- _EXERCISE PROMPT_: Rewrite the items below as a JSON list of strings with one string per line, leaving out blank lines.

━━━━━ ENTRIES SHOWN

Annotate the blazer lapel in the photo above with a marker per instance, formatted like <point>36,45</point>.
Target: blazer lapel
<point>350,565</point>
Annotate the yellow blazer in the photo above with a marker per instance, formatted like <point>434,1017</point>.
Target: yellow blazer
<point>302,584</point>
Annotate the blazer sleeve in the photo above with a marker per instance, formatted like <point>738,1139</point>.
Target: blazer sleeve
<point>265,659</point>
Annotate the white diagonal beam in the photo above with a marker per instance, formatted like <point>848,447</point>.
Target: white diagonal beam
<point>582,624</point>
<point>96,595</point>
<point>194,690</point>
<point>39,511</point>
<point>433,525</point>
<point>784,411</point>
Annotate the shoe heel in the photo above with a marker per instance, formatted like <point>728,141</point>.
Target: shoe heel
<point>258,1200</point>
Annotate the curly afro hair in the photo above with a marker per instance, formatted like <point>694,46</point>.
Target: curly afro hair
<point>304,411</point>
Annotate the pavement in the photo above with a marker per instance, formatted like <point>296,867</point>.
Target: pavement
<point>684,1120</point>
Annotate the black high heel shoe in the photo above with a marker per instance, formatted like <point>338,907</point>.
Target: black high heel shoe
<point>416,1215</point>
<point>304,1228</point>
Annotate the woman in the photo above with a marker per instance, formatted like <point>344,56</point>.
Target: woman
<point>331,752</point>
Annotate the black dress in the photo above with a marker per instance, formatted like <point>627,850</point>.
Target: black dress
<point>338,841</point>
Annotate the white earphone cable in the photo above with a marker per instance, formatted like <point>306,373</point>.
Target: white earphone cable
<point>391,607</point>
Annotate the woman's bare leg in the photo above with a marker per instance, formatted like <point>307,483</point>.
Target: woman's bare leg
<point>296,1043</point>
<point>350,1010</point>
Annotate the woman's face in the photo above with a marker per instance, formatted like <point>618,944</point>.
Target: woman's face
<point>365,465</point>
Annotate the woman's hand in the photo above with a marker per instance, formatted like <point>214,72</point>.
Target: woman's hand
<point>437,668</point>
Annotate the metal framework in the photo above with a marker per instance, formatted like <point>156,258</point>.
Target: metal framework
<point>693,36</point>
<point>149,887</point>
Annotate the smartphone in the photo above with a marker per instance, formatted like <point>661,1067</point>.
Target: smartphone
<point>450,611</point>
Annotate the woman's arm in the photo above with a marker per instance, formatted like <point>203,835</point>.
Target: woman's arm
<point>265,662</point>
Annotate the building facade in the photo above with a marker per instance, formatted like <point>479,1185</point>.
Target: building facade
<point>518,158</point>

━━━━━━━━━━

- _RESPONSE TO THE EXERCISE_:
[
  "Annotate the blazer lapel in the photo above with a marker per instance, formatted like <point>36,45</point>.",
  "Target: blazer lapel",
  "<point>350,565</point>",
  "Annotate the yellow blazer in the photo above with a marker per instance, formatted like <point>434,1017</point>.",
  "Target: yellow blazer",
  "<point>302,584</point>",
  "Annotate the blazer sleeve in the photo above with a marker per instance, formatted like <point>738,1139</point>.",
  "Target: blazer sleeve",
  "<point>265,659</point>",
  "Annotate the white diagonal beam in the photo above with a marker per instance, formatted like <point>848,447</point>.",
  "Target: white diagonal beam",
  "<point>582,624</point>",
  "<point>96,595</point>",
  "<point>194,690</point>",
  "<point>39,511</point>",
  "<point>433,525</point>",
  "<point>784,411</point>",
  "Annotate the shoe heel in the photo above with a marker per instance, formatted like <point>728,141</point>.",
  "Target: shoe heel",
  "<point>258,1200</point>",
  "Annotate the curly afro hair in the photo above with a marker per instance, formatted like <point>694,46</point>.",
  "Target: curly afro hair",
  "<point>304,411</point>",
  "Annotate the pavement in the photo above with a marker per instance, formatted like <point>296,867</point>.",
  "Target: pavement",
  "<point>684,1120</point>",
  "Annotate the black high heel shoe in the photo above with a marker per instance, formatted like <point>338,907</point>.",
  "Target: black high heel shoe",
  "<point>416,1215</point>",
  "<point>304,1228</point>",
  "Annotate the woman in the photo above with a marker per instance, formatted like <point>344,56</point>.",
  "Target: woman",
  "<point>331,752</point>",
  "Annotate the black dress in the photo above with a marker per instance, formatted like <point>627,850</point>.",
  "Target: black dress",
  "<point>338,841</point>",
  "Annotate the white earphone cable in the photo above with a marker per instance, formatted like <point>306,373</point>.",
  "Target: white earphone cable",
  "<point>391,607</point>",
  "Annotate the woman's bare leg in the photo above with a marker per instance, formatted like <point>307,483</point>.",
  "Target: woman's bare leg",
  "<point>296,1043</point>",
  "<point>350,1010</point>",
  "Annotate the woman's face in the photo above with a marker per instance, formatted like <point>618,944</point>.",
  "Target: woman's face",
  "<point>365,465</point>",
  "Annotate the woman's hand in the photo above with a marker per instance, formatted like <point>214,72</point>.",
  "Target: woman's hand",
  "<point>437,668</point>",
  "Annotate the metal framework in the photo above with a marker per instance, formatted like <point>156,258</point>.",
  "Target: metal framework",
  "<point>693,36</point>",
  "<point>149,887</point>",
  "Annotate the smartphone in the photo above with a marker per instance, formatted like <point>661,1067</point>.",
  "Target: smartphone",
  "<point>450,611</point>",
  "Annotate the woman's arm in the photo above with a marker per instance, formatted like <point>203,835</point>.",
  "Target: woman's arm",
  "<point>265,662</point>",
  "Annotate the building facade in the photo above with a marker per instance, formatted like <point>479,1185</point>.",
  "Target: building facade",
  "<point>518,158</point>"
]